◆ **Problem details**: Please give the number of lines in the material below that contain "flower", and provide nothing besides that number.
***
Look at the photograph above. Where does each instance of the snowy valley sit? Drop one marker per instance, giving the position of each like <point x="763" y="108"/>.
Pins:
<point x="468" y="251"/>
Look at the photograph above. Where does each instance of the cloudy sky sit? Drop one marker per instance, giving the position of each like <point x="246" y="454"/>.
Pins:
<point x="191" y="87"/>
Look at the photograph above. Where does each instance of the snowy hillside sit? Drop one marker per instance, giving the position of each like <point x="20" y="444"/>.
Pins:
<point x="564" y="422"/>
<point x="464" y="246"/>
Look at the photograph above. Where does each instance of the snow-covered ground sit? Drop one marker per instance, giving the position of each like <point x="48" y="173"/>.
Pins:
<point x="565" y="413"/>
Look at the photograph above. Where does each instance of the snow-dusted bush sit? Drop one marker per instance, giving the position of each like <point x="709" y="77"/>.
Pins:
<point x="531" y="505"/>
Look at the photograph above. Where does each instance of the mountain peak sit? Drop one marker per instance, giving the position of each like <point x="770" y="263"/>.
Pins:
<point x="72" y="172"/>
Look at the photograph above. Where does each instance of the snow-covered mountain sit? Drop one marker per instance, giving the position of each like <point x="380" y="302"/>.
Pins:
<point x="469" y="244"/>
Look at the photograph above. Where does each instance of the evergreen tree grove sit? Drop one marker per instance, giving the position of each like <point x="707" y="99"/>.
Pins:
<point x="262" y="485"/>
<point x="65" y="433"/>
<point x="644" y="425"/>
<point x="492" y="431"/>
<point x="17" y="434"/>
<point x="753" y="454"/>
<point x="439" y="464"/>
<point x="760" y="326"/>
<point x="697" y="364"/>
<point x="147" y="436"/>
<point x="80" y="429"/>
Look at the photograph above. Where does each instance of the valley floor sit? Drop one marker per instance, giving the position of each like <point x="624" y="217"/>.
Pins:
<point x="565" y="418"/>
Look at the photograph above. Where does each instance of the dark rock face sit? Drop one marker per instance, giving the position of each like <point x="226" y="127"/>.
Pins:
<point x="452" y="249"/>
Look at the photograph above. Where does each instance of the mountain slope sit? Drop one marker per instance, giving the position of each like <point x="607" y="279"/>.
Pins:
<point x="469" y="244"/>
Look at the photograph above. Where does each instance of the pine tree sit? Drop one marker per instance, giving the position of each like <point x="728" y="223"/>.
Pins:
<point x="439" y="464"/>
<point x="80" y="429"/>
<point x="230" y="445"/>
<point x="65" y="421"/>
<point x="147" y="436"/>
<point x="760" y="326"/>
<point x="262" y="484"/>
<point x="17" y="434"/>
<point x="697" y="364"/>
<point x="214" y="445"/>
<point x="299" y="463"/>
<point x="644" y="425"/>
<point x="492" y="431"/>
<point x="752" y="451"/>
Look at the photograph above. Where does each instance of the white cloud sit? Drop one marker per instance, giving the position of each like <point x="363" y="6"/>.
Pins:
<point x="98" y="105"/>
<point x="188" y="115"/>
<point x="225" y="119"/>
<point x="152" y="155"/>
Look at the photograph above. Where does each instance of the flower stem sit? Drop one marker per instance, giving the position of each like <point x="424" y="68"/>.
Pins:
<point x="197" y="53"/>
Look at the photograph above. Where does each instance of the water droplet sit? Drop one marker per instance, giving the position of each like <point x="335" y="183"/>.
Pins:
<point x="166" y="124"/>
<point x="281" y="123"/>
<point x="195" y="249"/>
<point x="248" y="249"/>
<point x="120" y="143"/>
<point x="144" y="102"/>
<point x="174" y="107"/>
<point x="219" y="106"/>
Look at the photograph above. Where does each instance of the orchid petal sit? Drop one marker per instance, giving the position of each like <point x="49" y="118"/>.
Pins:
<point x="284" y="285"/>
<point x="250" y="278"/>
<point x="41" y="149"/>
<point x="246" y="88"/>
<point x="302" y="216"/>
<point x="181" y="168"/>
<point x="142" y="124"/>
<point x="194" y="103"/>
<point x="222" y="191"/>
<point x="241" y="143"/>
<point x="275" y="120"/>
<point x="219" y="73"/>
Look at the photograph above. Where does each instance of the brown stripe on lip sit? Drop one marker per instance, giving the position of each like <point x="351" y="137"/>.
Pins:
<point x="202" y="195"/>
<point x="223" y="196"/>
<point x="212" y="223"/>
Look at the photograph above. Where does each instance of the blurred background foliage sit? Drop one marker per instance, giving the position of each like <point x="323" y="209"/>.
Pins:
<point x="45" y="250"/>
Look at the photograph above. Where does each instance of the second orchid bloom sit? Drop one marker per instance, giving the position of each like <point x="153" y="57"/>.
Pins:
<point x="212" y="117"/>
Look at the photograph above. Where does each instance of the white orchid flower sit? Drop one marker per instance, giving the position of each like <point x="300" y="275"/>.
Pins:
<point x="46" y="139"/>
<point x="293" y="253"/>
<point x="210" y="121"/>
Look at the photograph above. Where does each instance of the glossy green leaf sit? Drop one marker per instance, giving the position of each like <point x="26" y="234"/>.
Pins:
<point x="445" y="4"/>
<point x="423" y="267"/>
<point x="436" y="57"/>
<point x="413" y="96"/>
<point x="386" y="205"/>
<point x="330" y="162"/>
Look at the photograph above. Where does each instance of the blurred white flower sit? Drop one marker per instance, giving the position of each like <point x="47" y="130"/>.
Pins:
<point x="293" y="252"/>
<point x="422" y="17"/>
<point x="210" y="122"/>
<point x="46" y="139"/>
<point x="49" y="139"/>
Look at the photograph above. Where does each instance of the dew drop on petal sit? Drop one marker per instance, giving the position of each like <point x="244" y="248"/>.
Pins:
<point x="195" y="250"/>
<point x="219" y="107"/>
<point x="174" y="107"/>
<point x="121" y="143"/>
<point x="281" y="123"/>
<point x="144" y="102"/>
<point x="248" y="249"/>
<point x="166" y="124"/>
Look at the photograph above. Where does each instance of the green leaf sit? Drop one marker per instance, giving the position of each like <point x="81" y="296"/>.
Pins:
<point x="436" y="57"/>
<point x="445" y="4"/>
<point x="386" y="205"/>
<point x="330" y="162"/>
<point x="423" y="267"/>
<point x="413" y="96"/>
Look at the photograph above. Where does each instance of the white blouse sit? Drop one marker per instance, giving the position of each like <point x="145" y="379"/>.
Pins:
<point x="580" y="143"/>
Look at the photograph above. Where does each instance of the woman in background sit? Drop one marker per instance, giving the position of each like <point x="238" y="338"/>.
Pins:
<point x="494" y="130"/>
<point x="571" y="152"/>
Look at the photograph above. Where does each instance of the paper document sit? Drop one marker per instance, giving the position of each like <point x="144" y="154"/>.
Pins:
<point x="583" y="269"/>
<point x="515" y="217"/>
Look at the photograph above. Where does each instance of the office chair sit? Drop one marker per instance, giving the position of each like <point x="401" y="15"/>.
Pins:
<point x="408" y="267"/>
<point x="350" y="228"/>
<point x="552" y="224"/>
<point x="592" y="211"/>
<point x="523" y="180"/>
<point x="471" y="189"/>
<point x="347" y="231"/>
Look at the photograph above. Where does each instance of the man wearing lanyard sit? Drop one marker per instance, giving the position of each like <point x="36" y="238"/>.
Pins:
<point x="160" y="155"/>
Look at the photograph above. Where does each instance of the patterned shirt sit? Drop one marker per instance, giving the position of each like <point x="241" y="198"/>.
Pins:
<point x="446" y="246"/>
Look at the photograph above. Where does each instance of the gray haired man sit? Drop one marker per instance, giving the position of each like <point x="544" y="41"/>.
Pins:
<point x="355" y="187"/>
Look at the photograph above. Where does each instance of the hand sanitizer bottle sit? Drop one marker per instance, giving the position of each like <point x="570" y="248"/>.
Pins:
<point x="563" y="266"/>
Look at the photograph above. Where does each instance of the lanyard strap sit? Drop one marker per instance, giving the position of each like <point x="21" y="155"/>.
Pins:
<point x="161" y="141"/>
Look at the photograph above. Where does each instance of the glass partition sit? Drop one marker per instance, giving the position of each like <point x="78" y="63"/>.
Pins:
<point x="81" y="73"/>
***
◆ **Solved problem**: 3